_What you will do_:
1/ Write out, word for word, the part of the Thai cave rescue article that begins at the words "TEL AVIV – Israeli" and stops after "the rescue effort.".
2/ In the Thai cave rescue article, condense the paragraph starting "The boys are aged 11 to 16" into a short bulleted list that keeps its main facts.

_Page extract_:
══════

Australian Federal Police and Defense Force personnel talk to a Thai rescuer, right, before diving after the 12 boys and their soccer coach were found alive, in Mae Sai, Chiang Rai province, in northern Thailand, Tuesday, July 3, 2018. The 12 boys and soccer coach found after 10 days are …
AP/Sakchai Lalit
DEBORAH DANAN

TEL AVIV – Israeli rescuers have volunteered in the effort to save 12 boys and their soccer coach from a flooded cave in Thailand in an ordeal that is into its tenth day.  

The boys are aged 11 to 16 and went to visit the Tham Luang Nang Non cave together with their coach after a soccer match in the northern province of Chiang Rai. On Tuesday, the Thai army said it was unlikely that the team would be rescued any time soon, since the floodwaters may take months to recede. In the meantime, the group will be taught to dive and are receiving enough food and aid to last four months.

Yuval Zalmanov, an employee for Israeli emergency communication device manufacturer Maxtech Networks, flew out last Monday to join the rescue effort.

══════

_Data_:

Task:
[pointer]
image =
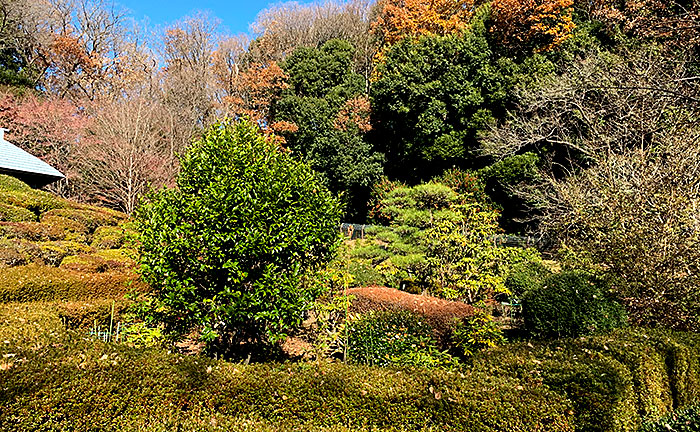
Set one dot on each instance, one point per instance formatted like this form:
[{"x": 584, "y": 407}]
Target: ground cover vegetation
[{"x": 528, "y": 171}]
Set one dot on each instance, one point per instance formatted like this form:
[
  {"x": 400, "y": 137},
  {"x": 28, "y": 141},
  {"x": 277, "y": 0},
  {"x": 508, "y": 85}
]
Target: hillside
[{"x": 55, "y": 249}]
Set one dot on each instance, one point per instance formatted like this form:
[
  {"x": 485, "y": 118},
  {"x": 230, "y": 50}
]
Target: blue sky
[{"x": 235, "y": 16}]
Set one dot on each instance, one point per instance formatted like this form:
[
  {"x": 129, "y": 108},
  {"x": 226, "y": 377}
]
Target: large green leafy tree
[
  {"x": 228, "y": 251},
  {"x": 329, "y": 130},
  {"x": 435, "y": 94}
]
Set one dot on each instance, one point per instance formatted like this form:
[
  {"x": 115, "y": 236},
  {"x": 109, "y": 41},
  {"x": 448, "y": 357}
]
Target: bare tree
[
  {"x": 622, "y": 187},
  {"x": 287, "y": 26},
  {"x": 129, "y": 152}
]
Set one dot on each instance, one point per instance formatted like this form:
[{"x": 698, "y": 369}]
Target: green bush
[
  {"x": 49, "y": 229},
  {"x": 571, "y": 304},
  {"x": 685, "y": 420},
  {"x": 16, "y": 193},
  {"x": 615, "y": 381},
  {"x": 68, "y": 383},
  {"x": 101, "y": 261},
  {"x": 10, "y": 213},
  {"x": 110, "y": 237},
  {"x": 525, "y": 277},
  {"x": 393, "y": 338},
  {"x": 476, "y": 333},
  {"x": 229, "y": 249},
  {"x": 89, "y": 217}
]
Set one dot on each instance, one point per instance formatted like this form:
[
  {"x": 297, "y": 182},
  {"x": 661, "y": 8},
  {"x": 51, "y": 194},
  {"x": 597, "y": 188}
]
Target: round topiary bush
[
  {"x": 394, "y": 338},
  {"x": 571, "y": 304}
]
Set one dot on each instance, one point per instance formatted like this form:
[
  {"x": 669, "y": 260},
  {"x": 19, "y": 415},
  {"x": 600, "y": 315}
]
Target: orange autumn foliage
[
  {"x": 252, "y": 91},
  {"x": 401, "y": 18},
  {"x": 678, "y": 23},
  {"x": 538, "y": 24}
]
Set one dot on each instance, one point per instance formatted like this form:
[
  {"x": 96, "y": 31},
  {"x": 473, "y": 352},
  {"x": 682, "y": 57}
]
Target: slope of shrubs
[
  {"x": 54, "y": 249},
  {"x": 70, "y": 382},
  {"x": 614, "y": 381},
  {"x": 56, "y": 379}
]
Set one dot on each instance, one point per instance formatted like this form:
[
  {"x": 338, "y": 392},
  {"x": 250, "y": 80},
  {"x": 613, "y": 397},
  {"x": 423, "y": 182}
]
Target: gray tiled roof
[{"x": 13, "y": 158}]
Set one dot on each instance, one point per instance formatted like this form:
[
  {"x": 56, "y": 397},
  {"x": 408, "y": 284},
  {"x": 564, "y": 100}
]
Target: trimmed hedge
[
  {"x": 89, "y": 217},
  {"x": 614, "y": 381},
  {"x": 16, "y": 252},
  {"x": 10, "y": 213},
  {"x": 41, "y": 283},
  {"x": 16, "y": 193},
  {"x": 94, "y": 386},
  {"x": 49, "y": 229},
  {"x": 601, "y": 383},
  {"x": 101, "y": 261},
  {"x": 685, "y": 420},
  {"x": 110, "y": 237}
]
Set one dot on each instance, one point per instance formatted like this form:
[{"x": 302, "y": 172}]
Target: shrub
[
  {"x": 52, "y": 253},
  {"x": 476, "y": 333},
  {"x": 394, "y": 338},
  {"x": 442, "y": 241},
  {"x": 85, "y": 314},
  {"x": 89, "y": 217},
  {"x": 66, "y": 387},
  {"x": 10, "y": 213},
  {"x": 614, "y": 381},
  {"x": 101, "y": 261},
  {"x": 228, "y": 249},
  {"x": 35, "y": 282},
  {"x": 685, "y": 420},
  {"x": 49, "y": 229},
  {"x": 571, "y": 304},
  {"x": 109, "y": 237},
  {"x": 16, "y": 193},
  {"x": 525, "y": 277}
]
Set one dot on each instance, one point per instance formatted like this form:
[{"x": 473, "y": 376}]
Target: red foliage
[
  {"x": 539, "y": 24},
  {"x": 47, "y": 127}
]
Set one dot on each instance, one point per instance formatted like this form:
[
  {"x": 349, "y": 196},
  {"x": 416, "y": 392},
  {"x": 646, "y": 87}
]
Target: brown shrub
[
  {"x": 439, "y": 313},
  {"x": 42, "y": 283}
]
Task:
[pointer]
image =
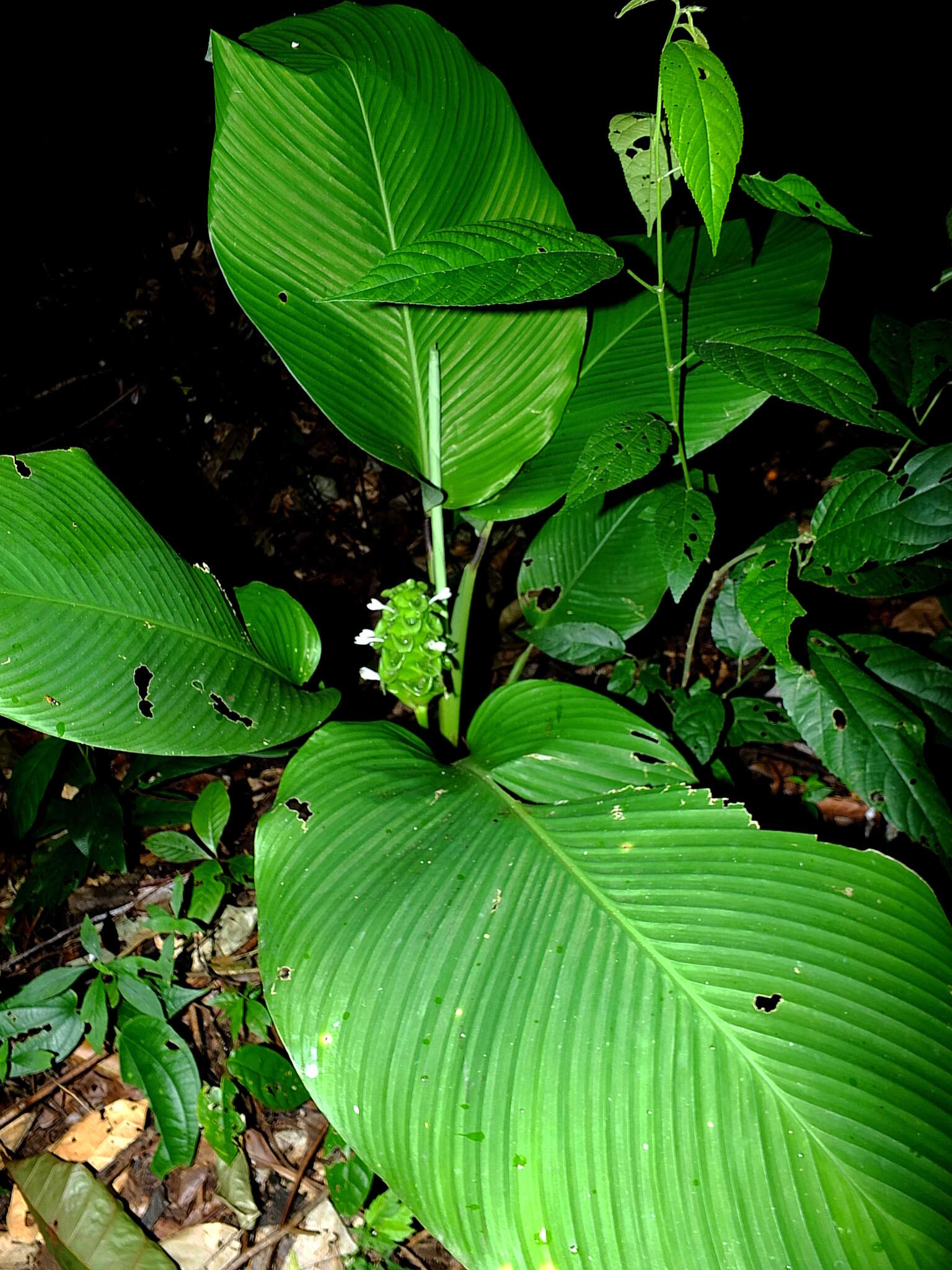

══════

_Task responses_:
1/
TEL AVIV – Israeli rescuers have volunteered in the effort to save 12 boys and their soccer coach from a flooded cave in Thailand in an ordeal that is into its tenth day.  

The boys are aged 11 to 16 and went to visit the Tham Luang Nang Non cave together with their coach after a soccer match in the northern province of Chiang Rai. On Tuesday, the Thai army said it was unlikely that the team would be rescued any time soon, since the floodwaters may take months to recede. In the meantime, the group will be taught to dive and are receiving enough food and aid to last four months.

Yuval Zalmanov, an employee for Israeli emergency communication device manufacturer Maxtech Networks, flew out last Monday to join the rescue effort.

2/
- The boys, aged 11 to 16, went to the Tham Luang Nang Non cave with their coach after a soccer match in Chiang Rai province.
- On Tuesday, the Thai army said a rescue was unlikely any time soon, as the floodwaters may take months to recede.
- Meanwhile, the group will be taught to dive and is receiving enough food and aid to last four months.